[Collected data]
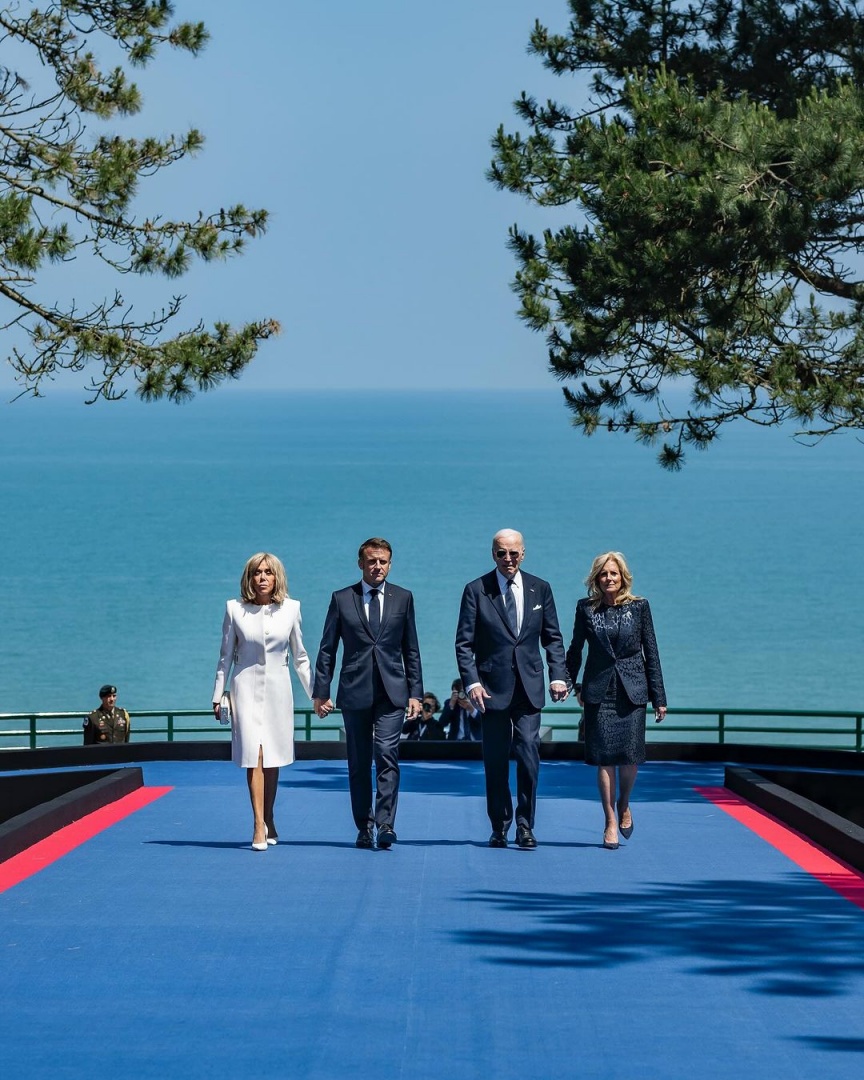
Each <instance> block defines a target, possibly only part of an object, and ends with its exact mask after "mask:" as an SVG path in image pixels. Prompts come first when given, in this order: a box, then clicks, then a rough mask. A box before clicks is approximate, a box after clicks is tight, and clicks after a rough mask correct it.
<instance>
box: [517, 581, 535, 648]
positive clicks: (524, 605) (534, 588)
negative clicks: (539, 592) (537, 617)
mask: <svg viewBox="0 0 864 1080" xmlns="http://www.w3.org/2000/svg"><path fill="white" fill-rule="evenodd" d="M536 605H537V589H536V588H535V583H534V581H531V579H530V578H526V577H525V575H524V573H523V576H522V630H521V631H519V637H523V635H524V634H525V631H526V630H527V629H528V623H529V622H532V621H534V619H535V617H536V615H537V612H536V611H535V606H536Z"/></svg>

* EXERCISE GOAL
Would you provide an exact, picture-free copy of the data above?

* OUTPUT OF THE EXERCISE
Each <instance> block defines a target, possibly only part of an object, and ends with its exact mask after "mask:" as an SVG path in image pixels. Prompts come first when given, in this order: a box, then clicks, then a rough mask. A box before clicks is approximate, a box after clicks is tight, and clicks after a rough mask correct it.
<instance>
box: [517, 581, 535, 648]
positive clicks: (524, 605) (534, 588)
negative clicks: (539, 592) (537, 617)
mask: <svg viewBox="0 0 864 1080" xmlns="http://www.w3.org/2000/svg"><path fill="white" fill-rule="evenodd" d="M536 605H537V589H536V588H535V583H534V581H531V579H530V578H526V577H525V575H524V573H523V576H522V630H521V631H519V637H523V635H524V634H525V631H526V630H527V629H528V623H529V622H532V621H534V619H535V617H536V615H537V612H536V611H535V606H536Z"/></svg>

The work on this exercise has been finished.